An important part of any programming language are string manipulations. In Python, these are known as string methods. The table below gives a quick overview.
Overview Python String Methods
WHAT | PYTHON | Returns | PYTHON EXAMPLE | SPSS EXAMPLE |
---|---|---|---|---|
Extract Substring | [] | String | myString[0] | compute str01 = char.substr(str01,1,1). |
Concatenate 2(+) Strings | + or += | String | myString + myString | compute str01 = concat(str01,str02). |
Find Leftmost Occurrence of Substring | find | Integer | myString.find('a') | compute pos = char.index(str01,'a'). |
Find Rightmost Occurrence of Substring | rfind | Integer | myString.rfind('a') | compute pos = char.rindex(str01,'a'). |
Replace 1(+) Characters | replace | String | myString.replace('a','b') | compute str01 = replace(str01,'a','b'). |
Find Length of String | len | Integer | len(myString) | compute len01 = char.length(str01). |
Lowercase String | lower | String | myString.lower() | compute str01 = lower(str01). |
Uppercase String | upper | String | myString.upper() | compute str01 = upper(str01). |
Capitalize String | capitalize | String | myString.capitalize() | (None) |
Remove Characters from Left Part of String | lstrip() | String | myString.lstrip() | compute str01 = ltrim(str01). |
Remove Characters from Right Part of String | rstrip() | String | myString.rstrip() | compute str01 = rtrim(str01). |
Remove Characters from Left and Right Part of String | strip() | String | myString.strip() | (None) |
Convert String to Integer | int | Integer | int(myString) | compute num01 = number(str01,comma16). (Or use ALTER TYPE.) |
Split String into Python List | split | List | myString.split(' ') | (None) |
Check if String Starts With... | startswith | Boolean | myString.startswith("var") | (None) |
Check if String Ends With... | endswith | Boolean | myString.endswith("var") | (None) |
Left Pad String with Zeroes | zfill | String | myString.zfill(3) | compute str01 = char.lpad(str01,3). |
Extract Substring in Python
We extract substrings in Python with square brackets that may contain one or two indices and a colon. Like so,
myString[0]
extracts the first character;myString[1:]
extracts the second through last characters;myString[:4]
extracts the first through fourth characters;myString[1:3]
extracts the second through third characters;myString[-1]
extracts the last character.
Python Substring Examples
begin program python3.
myString = 'abcdefghij'
print(myString[0]) # a
print(myString[1:]) # bcdefghij
print(myString[:4])# abcd
print(myString[1:3]) # bc
print(myString[-1]) # j
end program.
Concatenating Strings in Python
Basically, + concatenates two or more strings. Additionally, myString += 'a' is a nice shorthand for myString = myString + 'a' that we'll often use for building SPSS syntax.

[Segmentation dataset excerpts]

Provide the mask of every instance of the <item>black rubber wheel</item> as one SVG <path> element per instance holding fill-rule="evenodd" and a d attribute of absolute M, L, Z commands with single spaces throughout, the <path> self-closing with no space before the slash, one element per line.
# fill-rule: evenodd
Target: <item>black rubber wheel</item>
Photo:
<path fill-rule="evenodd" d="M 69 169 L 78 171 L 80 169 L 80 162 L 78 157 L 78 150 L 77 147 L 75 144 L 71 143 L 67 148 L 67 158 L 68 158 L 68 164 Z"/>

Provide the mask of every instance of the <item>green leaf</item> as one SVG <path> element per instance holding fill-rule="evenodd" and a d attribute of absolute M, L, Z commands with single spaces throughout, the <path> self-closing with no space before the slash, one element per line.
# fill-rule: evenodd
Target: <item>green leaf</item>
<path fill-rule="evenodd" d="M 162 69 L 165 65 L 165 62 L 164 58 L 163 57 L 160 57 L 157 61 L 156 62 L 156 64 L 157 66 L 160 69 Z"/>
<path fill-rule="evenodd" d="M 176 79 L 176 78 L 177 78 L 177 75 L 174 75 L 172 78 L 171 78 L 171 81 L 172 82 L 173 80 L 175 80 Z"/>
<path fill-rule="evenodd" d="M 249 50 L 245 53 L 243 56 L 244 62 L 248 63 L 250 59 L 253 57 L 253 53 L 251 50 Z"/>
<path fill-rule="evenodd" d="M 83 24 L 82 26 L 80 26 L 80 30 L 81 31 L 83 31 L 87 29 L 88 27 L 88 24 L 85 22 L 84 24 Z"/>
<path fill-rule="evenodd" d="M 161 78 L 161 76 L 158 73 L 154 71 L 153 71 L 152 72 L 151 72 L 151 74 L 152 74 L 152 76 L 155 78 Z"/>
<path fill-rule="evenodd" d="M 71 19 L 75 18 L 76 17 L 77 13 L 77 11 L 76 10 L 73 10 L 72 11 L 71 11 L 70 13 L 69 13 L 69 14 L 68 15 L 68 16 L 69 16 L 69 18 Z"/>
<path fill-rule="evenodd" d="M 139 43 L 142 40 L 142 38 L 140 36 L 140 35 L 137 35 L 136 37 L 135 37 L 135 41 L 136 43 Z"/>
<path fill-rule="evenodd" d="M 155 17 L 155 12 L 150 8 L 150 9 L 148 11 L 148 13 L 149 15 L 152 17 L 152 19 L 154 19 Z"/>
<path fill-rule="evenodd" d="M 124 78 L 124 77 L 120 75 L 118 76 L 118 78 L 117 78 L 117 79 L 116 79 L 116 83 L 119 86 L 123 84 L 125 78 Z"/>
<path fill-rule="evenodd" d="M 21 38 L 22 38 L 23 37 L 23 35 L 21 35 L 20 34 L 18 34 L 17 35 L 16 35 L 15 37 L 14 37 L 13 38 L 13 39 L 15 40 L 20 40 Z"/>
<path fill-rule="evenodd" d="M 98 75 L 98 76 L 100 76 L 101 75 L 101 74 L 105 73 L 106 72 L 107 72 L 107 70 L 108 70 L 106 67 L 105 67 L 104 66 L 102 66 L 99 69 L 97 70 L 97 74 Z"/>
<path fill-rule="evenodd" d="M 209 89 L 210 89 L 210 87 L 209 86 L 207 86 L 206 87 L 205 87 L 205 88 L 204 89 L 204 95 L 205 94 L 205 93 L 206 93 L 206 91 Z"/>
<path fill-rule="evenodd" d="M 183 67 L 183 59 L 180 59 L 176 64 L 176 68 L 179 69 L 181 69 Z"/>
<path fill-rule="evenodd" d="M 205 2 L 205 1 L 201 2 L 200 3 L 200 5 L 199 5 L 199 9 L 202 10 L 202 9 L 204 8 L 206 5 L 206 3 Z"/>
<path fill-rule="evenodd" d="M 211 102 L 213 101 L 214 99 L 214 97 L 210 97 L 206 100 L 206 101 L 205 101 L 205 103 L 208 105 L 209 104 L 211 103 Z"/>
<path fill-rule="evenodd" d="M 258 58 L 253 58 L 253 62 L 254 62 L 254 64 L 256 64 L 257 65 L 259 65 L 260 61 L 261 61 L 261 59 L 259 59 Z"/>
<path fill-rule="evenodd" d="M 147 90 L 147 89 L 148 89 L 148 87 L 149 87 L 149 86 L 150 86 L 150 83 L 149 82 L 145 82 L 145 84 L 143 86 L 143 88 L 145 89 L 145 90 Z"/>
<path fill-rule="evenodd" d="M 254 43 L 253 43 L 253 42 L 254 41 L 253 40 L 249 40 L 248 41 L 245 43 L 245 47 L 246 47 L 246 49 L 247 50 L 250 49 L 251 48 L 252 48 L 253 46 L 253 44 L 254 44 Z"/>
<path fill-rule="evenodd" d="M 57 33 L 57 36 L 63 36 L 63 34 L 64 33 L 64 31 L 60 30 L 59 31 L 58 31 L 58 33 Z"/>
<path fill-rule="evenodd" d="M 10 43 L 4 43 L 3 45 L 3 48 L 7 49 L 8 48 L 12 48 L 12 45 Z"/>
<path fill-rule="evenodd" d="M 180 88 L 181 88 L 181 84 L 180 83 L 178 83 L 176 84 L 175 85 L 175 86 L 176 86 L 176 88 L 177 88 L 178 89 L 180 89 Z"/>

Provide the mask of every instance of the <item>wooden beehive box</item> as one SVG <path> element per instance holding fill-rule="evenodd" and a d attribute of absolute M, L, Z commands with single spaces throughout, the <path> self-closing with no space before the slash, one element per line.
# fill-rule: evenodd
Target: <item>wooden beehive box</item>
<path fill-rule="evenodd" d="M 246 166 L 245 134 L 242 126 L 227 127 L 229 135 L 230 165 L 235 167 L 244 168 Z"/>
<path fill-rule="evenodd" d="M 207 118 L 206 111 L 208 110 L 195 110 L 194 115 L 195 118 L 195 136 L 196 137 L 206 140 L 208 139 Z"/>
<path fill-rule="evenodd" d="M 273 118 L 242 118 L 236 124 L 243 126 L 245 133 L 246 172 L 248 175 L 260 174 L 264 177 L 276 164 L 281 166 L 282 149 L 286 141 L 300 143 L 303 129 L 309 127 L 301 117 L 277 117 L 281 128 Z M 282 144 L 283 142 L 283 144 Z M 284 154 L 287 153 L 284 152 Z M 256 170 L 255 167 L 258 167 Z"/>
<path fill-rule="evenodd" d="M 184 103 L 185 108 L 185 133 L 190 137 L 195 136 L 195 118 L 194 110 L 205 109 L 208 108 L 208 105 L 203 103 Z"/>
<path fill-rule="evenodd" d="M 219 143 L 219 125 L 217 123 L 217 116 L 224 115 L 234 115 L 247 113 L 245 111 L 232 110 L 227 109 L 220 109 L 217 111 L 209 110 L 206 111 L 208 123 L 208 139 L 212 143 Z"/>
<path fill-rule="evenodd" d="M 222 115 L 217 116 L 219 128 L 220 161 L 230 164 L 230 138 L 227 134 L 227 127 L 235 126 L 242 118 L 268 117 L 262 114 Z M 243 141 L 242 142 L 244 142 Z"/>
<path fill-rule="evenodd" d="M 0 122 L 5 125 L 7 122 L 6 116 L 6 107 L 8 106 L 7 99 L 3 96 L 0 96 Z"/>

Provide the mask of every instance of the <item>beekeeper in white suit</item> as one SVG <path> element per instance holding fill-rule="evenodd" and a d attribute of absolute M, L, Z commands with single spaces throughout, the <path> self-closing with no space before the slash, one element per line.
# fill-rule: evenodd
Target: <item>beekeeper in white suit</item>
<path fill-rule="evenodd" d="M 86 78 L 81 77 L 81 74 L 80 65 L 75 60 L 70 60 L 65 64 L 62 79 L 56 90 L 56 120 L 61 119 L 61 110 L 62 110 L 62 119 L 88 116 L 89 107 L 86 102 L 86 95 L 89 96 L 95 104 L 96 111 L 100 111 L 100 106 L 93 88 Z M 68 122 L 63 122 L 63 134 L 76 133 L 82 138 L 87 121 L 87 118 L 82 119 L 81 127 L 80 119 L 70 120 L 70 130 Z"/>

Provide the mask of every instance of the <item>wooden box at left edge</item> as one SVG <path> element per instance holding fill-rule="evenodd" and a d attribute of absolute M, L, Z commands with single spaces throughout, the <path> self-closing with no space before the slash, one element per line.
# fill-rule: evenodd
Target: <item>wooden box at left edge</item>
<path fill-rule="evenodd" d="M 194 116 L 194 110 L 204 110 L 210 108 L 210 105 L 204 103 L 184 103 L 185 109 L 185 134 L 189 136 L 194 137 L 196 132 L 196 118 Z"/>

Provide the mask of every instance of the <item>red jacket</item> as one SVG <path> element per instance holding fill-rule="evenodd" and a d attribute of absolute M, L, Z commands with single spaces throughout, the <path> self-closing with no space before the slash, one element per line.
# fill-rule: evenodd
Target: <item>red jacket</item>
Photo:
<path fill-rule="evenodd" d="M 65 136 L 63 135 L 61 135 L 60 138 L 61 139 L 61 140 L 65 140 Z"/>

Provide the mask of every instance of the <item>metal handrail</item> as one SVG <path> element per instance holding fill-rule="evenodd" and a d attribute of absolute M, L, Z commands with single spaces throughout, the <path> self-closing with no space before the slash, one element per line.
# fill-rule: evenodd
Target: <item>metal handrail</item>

Direction A: Using the page on Python string methods, decide whether each statement agrees with it: (i) the SPSS column gives no equivalent for capitalizing a string; (ii) the find method returns a string; (iii) myString[1:3] extracts the second through fourth characters. For each, answer yes or no and quote the words from the page that settle it.
Direction B: Pick up the page on Python string methods after its last sentence and keep writing in the same style.
The listing plays no part in what is asked here.

Exercise result A:
(i) Yes: "Capitalize String | capitalize | String | myString.capitalize() | (None)"
(ii) No: "Find Leftmost Occurrence of Substring | find | Integer"
(iii) No: "extracts the second through third characters"

Exercise result B:
Python Concatenate Examples
begin program python3.
myString = 'abc'
print(myString + 'def') #abcdef
end program.
*2. CONCATENATE WITH "+="
begin program python3.
myString = 'abc'
for i in range(5):
myString += str(i)
print(myString) #abc01234
end program.
Note: in these examples, we're technically creating new string objects rather than truly changing existing string objects. This is because strings are immutable in Python.
Find Leftmost Occurrence of Substring
Retrieving positions for single or multiple character substrings is done in Python with find
. Keep in mind here that
- Python is fully case sensitive and
- Python objects are zero-indexed.
Like so, the indices for the characters in our examples are shown below.
Python Find Examples
begin program python3.
myString = 'Cycling in the mountains is fun.'
print(myString.find('c')) # 2
print(myString.find('in')) # 4
end program.
Find Rightmost Occurrence of Substring
In Python, rfind
returns the index (again, starting from zero) for the rightmost occurrence of some substring in a string. The syntax below shows a couple of examples.
begin program python3.
myString = 'Cycling in the mountains is fun.'
print(myString.rfind('i')) # 25
print(myString.rfind('in')) # 21
end program.
Replacing Characters in a Python String
Replacing characters in a string is done with replace
in Python as shown below.
begin program python3.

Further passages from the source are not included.